EXERCISE BRIEF:
Repeat the lines of the data exactly and exclude any picture among them.

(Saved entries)

______________________________

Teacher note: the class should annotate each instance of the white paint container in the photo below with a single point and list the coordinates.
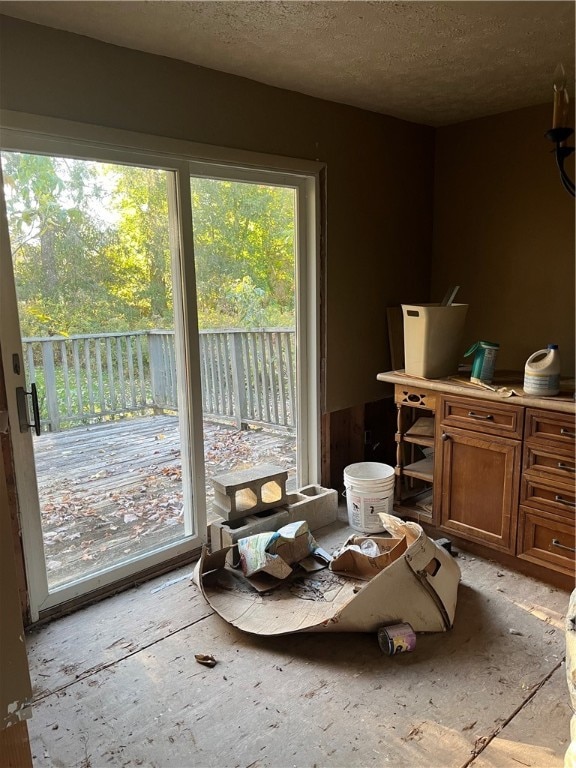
(542, 372)
(369, 491)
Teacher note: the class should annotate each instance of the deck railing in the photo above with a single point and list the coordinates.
(248, 377)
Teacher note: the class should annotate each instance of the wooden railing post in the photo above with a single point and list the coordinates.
(238, 377)
(50, 385)
(157, 373)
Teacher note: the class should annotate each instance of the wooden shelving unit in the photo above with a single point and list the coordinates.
(414, 453)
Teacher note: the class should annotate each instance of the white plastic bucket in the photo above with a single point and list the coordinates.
(369, 490)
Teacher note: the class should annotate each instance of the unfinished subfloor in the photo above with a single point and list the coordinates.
(116, 684)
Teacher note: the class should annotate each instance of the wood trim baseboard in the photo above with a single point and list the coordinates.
(15, 746)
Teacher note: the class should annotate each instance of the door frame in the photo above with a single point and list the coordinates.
(33, 133)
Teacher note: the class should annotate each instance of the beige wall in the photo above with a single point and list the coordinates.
(379, 170)
(504, 232)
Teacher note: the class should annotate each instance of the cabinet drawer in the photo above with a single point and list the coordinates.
(416, 397)
(545, 460)
(549, 496)
(557, 428)
(483, 416)
(546, 540)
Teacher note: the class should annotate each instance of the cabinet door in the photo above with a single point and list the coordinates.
(477, 479)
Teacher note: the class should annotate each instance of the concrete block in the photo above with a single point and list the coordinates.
(315, 504)
(249, 491)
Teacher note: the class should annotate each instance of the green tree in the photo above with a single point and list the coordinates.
(140, 256)
(57, 242)
(244, 253)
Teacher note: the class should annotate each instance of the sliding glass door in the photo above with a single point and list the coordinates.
(119, 399)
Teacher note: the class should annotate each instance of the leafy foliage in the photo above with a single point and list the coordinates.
(92, 248)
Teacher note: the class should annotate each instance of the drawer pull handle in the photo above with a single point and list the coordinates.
(556, 543)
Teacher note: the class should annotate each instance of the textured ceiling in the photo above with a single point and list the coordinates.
(429, 62)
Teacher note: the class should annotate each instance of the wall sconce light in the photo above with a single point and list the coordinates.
(559, 132)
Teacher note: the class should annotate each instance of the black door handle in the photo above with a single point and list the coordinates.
(22, 404)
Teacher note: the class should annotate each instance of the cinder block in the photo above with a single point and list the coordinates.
(315, 504)
(249, 491)
(225, 533)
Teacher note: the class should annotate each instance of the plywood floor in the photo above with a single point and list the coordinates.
(116, 684)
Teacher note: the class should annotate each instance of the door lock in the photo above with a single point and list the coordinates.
(22, 403)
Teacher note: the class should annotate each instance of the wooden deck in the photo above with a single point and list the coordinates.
(112, 491)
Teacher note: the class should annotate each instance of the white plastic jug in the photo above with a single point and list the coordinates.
(542, 372)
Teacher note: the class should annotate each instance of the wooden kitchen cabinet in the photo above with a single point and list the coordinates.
(547, 529)
(504, 471)
(477, 472)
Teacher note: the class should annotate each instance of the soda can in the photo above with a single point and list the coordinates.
(396, 638)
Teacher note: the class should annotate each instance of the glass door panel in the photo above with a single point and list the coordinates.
(96, 265)
(246, 282)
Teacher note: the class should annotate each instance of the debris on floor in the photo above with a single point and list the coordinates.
(418, 586)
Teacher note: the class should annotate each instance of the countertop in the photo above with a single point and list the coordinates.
(506, 387)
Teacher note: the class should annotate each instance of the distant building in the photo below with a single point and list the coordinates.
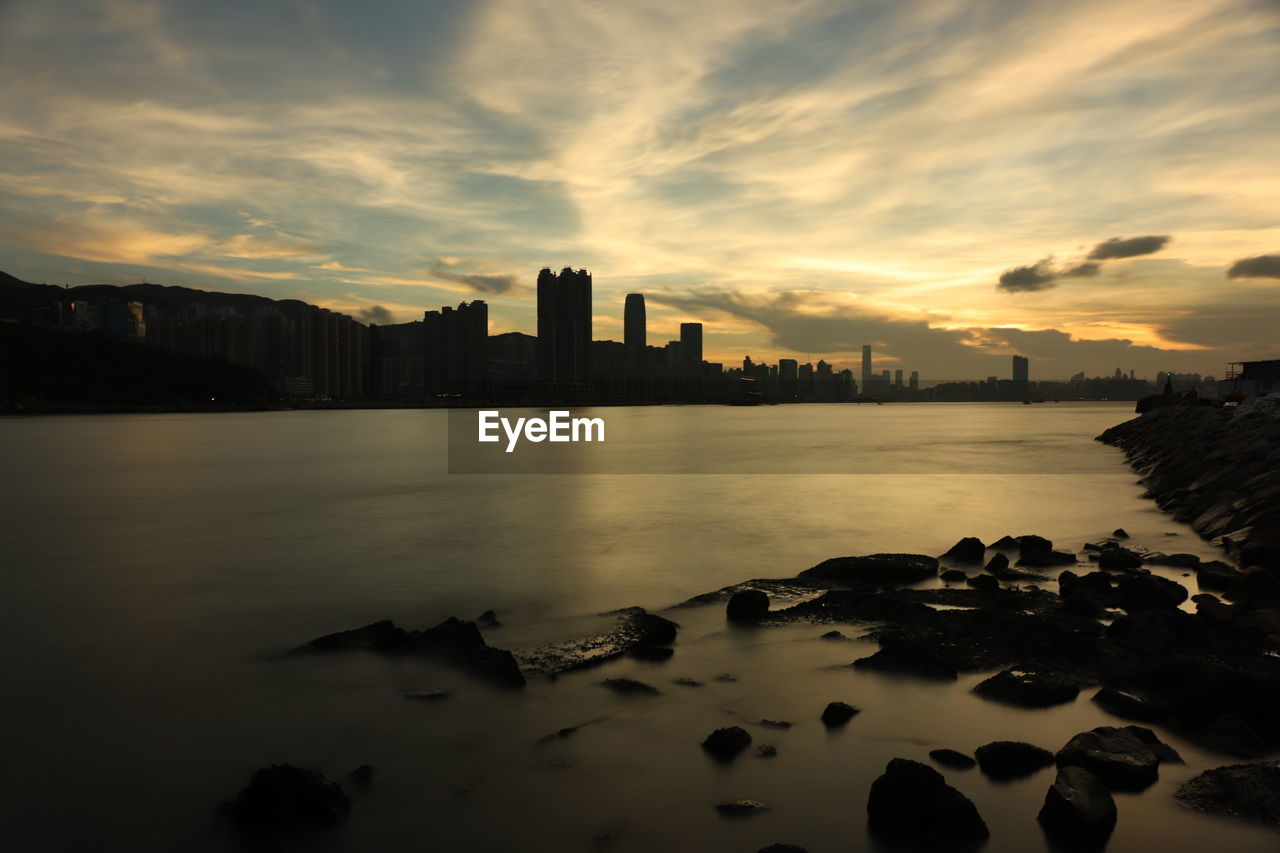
(565, 329)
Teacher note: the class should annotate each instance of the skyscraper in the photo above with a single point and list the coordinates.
(691, 337)
(565, 328)
(635, 336)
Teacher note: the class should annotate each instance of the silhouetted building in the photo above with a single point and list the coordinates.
(565, 329)
(457, 352)
(634, 329)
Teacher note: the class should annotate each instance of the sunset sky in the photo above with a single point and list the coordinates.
(1089, 183)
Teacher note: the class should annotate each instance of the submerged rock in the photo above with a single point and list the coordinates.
(1251, 792)
(284, 798)
(746, 606)
(952, 758)
(726, 743)
(874, 569)
(913, 802)
(1118, 757)
(455, 642)
(1078, 807)
(837, 714)
(1011, 758)
(1027, 689)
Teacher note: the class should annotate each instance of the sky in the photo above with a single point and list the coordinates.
(1093, 185)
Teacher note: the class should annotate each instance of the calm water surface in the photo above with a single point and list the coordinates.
(152, 565)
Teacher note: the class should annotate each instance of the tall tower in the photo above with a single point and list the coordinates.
(634, 329)
(691, 338)
(565, 328)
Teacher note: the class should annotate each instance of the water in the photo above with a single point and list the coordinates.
(154, 565)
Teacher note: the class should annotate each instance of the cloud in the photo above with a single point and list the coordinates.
(374, 314)
(1128, 246)
(1034, 277)
(1260, 267)
(478, 282)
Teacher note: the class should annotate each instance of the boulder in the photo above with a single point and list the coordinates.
(746, 606)
(1078, 808)
(952, 758)
(1251, 792)
(284, 798)
(1011, 758)
(968, 550)
(874, 569)
(726, 743)
(913, 802)
(1118, 757)
(837, 714)
(1027, 689)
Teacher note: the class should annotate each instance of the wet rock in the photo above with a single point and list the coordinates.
(741, 807)
(726, 743)
(1078, 808)
(837, 714)
(968, 550)
(952, 758)
(284, 798)
(913, 802)
(453, 642)
(748, 606)
(1118, 757)
(654, 655)
(983, 583)
(1027, 689)
(632, 629)
(1251, 792)
(1011, 758)
(630, 687)
(874, 569)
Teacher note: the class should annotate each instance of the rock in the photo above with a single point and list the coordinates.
(283, 798)
(726, 743)
(952, 758)
(1138, 592)
(654, 655)
(1165, 753)
(1251, 792)
(741, 807)
(748, 606)
(968, 550)
(630, 687)
(837, 714)
(983, 582)
(914, 803)
(1011, 758)
(1078, 808)
(874, 569)
(1027, 689)
(455, 642)
(1118, 757)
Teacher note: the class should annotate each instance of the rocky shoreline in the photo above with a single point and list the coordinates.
(1052, 625)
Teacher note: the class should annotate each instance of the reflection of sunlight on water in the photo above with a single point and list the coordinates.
(152, 560)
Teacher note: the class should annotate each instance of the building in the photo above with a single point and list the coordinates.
(565, 329)
(634, 328)
(691, 342)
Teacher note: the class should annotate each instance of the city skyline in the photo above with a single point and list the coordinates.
(1086, 185)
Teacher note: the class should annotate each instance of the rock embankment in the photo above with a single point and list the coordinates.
(1216, 469)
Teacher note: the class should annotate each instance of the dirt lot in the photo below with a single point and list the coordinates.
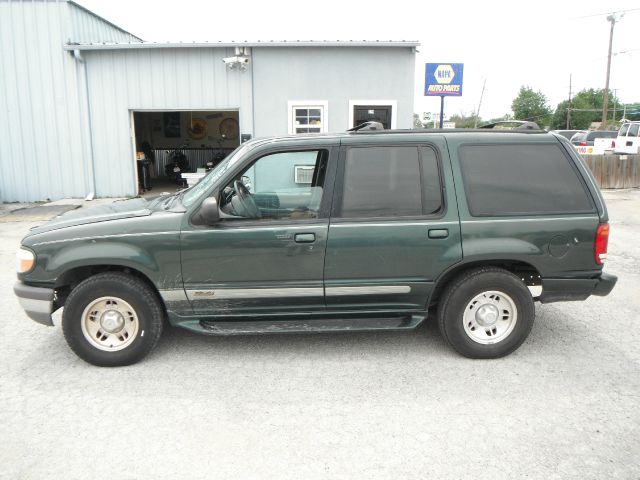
(378, 405)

______________________________

ANSWER TO THE EXERCISE:
Teacher note: the class should annotate each instance of the white paint container in the photo below with a single point and list the coordinates.
(542, 372)
(369, 491)
Teacher note: the class should annotate each instance of the deck railing in the photo above with a single point and list the coordinates.
(248, 377)
Teacher note: the class should annotate each instance of the wooden railing post in the photo above with a single point and list the coordinates.
(238, 377)
(50, 385)
(157, 373)
Teacher note: the class should annotate each instance of the wooden shelving unit in the photo above with a single point and list the coordinates.
(414, 453)
Teacher note: the class should annotate each instance of the white plastic bucket in the photo above with a single point and list the coordinates.
(369, 490)
Teacher note: the class should annotate each instance of the unfinished subfloor in the photo above with a single point and list the coordinates.
(116, 684)
Teacher note: the class should annotate each instance of the wood trim baseboard in the photo above with a single point and list the coordinates.
(15, 746)
Teacher note: the class should annotate each instance of the door frame in the photo above with a single point and list the coordinates.
(33, 133)
Teacher note: the class should annotate each instance of the beige wall in the photo above with a single point and list the coordinates.
(379, 170)
(504, 232)
Teacher note: the class should annotate each instance of the cabinet drawer in the photo above with a single point and list the coordinates.
(416, 397)
(545, 460)
(549, 496)
(557, 428)
(483, 416)
(546, 540)
Teacher note: the class should annotate each instance of the cabinet door in the photo above with a single point and list the coordinates.
(477, 479)
Teacher note: the class should annotate each instance of the concrete block in the photo above with a single point and list the coordinates.
(315, 504)
(249, 491)
Teacher note: the class should annotate each instance of the green tree in the photo above with a single point and list the coordinates.
(140, 256)
(57, 242)
(244, 253)
Teacher note: the class should annotate each instance of the sliding glass door in the photo above with a single point and list the coordinates.
(119, 399)
Teacher note: the class should annotate each instance of the leafy foliage in the photo above with a single point and list the coordinates.
(92, 248)
Teacher note: the class should annotate each instance of the drawer pull handle in the photo above with a single point and list the coordinates.
(556, 543)
Teacher note: the class should annotate each instance of the textured ceiling in the photo above with a single point and list the coordinates.
(429, 62)
Teacher note: the class should annotate each instance of the wall sconce light in the photo above with a single point and list the coordinates.
(559, 132)
Teacher note: the class should annotate each instance of the black door handle in the photo above with a single point and list the coordinates.
(22, 404)
Teacher note: the class should annotate each instance of the cinder block in the photo above with a single point and list the coordinates.
(315, 504)
(249, 491)
(225, 533)
Teacher note: the class should annotate each instance of the plywood floor in the photo above with a single point and list the coordinates.
(116, 684)
Teacher note: the class should annotate each instance of the door lock in the photo above with a single point and list the coordinates.
(22, 403)
Teacher note: the class should annotate each instance of the wooden deck in the photo above with a single point and list the coordinates.
(112, 491)
Teacher note: the class should annotate each instance of the white plastic jug in the photo above with a single point and list the coordinates.
(542, 372)
Teacher note: the class should annotate each instance of the wooden kitchen cabinet in the photo above with a single point and list the coordinates.
(547, 529)
(504, 471)
(477, 472)
Teacher note: the class should annotate each instance of the soda can in the photo above with a single point and list the coordinates.
(396, 638)
Teacher note: the class should annotate each instance of the glass door panel in the photo above with a single point and list the coordinates.
(96, 265)
(246, 282)
Teacher note: the class should annotate each instance of the debris on floor in the photo above with a single point and list the coordinates.
(418, 586)
Teacher note: the class should annotate each instance of the countertop in the photo above with a single point and list the coordinates.
(506, 387)
Teacher note: the class should annotate each instance of the distant building in the photo below with a single point and list the coordinates.
(565, 329)
Teacher note: the class should annotate each instance of the skyscraper in the photo above with a single point and list the coordinates.
(691, 337)
(565, 328)
(635, 336)
Teacher note: the class should annotate each instance of the silhouetted building in the photo above with a single point and list the coordinates.
(565, 329)
(457, 352)
(634, 329)
Teacher note: the class should annotate each instance of the sunset sky in the photo above with a single point and list the coordinates.
(1089, 183)
Teacher note: the class should annotate each instance of the submerged rock in the photo above with a single point and list the coordinates.
(1251, 792)
(284, 798)
(746, 606)
(952, 758)
(726, 743)
(874, 569)
(913, 802)
(1118, 757)
(455, 642)
(1078, 807)
(837, 714)
(1011, 758)
(1027, 689)
Teacher note: the class should annotate each instance of the sky in the photo above with a single point and list the coordinates.
(1093, 185)
Teacher note: the class should annotate each instance of the calm water surface in the photo above with a single point and list the coordinates.
(152, 565)
Teacher note: the class should annotate each instance of the tall tower in the photo above with a single point and list the coordinates.
(634, 329)
(691, 338)
(565, 328)
Teacher note: the class should annotate each instance of the water in the photo above with a single point and list the coordinates.
(154, 565)
Teacher note: the class should annotate each instance of the cloud in the photo above with a single point and list the coordinates.
(374, 314)
(1128, 246)
(1034, 277)
(1260, 267)
(478, 282)
Teacher note: the class should annotate each instance of the boulder in the photo above with a single point and list the coordinates.
(746, 606)
(1078, 808)
(952, 758)
(1251, 792)
(284, 798)
(1011, 758)
(968, 550)
(874, 569)
(726, 743)
(913, 802)
(1118, 757)
(837, 714)
(1027, 689)
Teacher note: the class should annotate each instance of the wet rock in the photo above with a single point and list the coordinates.
(741, 807)
(726, 743)
(1078, 808)
(837, 714)
(968, 550)
(952, 758)
(284, 798)
(913, 802)
(453, 642)
(748, 606)
(1118, 757)
(654, 655)
(983, 583)
(1027, 689)
(632, 629)
(1251, 792)
(1011, 758)
(630, 687)
(874, 569)
Teacher note: the class should annotate each instance of the rock in the photo above with a single point and list the coordinates.
(283, 798)
(726, 743)
(952, 758)
(1138, 592)
(654, 655)
(1165, 753)
(1251, 792)
(741, 807)
(748, 606)
(968, 550)
(630, 687)
(837, 714)
(983, 582)
(914, 803)
(1011, 758)
(1078, 808)
(874, 569)
(1027, 689)
(455, 642)
(1118, 757)
Teacher note: the class should annotate each instance of the rocky shoreline in the photo above with a single point and list the coordinates.
(1052, 625)
Teacher note: the class should annotate each instance of the reflection of sunlight on water in the photo above with a single point and list the coordinates.
(152, 560)
Teacher note: the class should annotate each instance of the building in the photo above with a single point and list the coordinates.
(565, 329)
(634, 328)
(691, 342)
Teacher note: the class should annotate each instance of the city skyline in the photo above with a single point and list the coordinates.
(1086, 185)
Teacher note: the class should annotate each instance of the rock embankment in the photo above with a single point and list the coordinates.
(1216, 469)
Teacher note: the class should annotate each instance of the dirt lot in the photo below with a single point and list the coordinates.
(378, 405)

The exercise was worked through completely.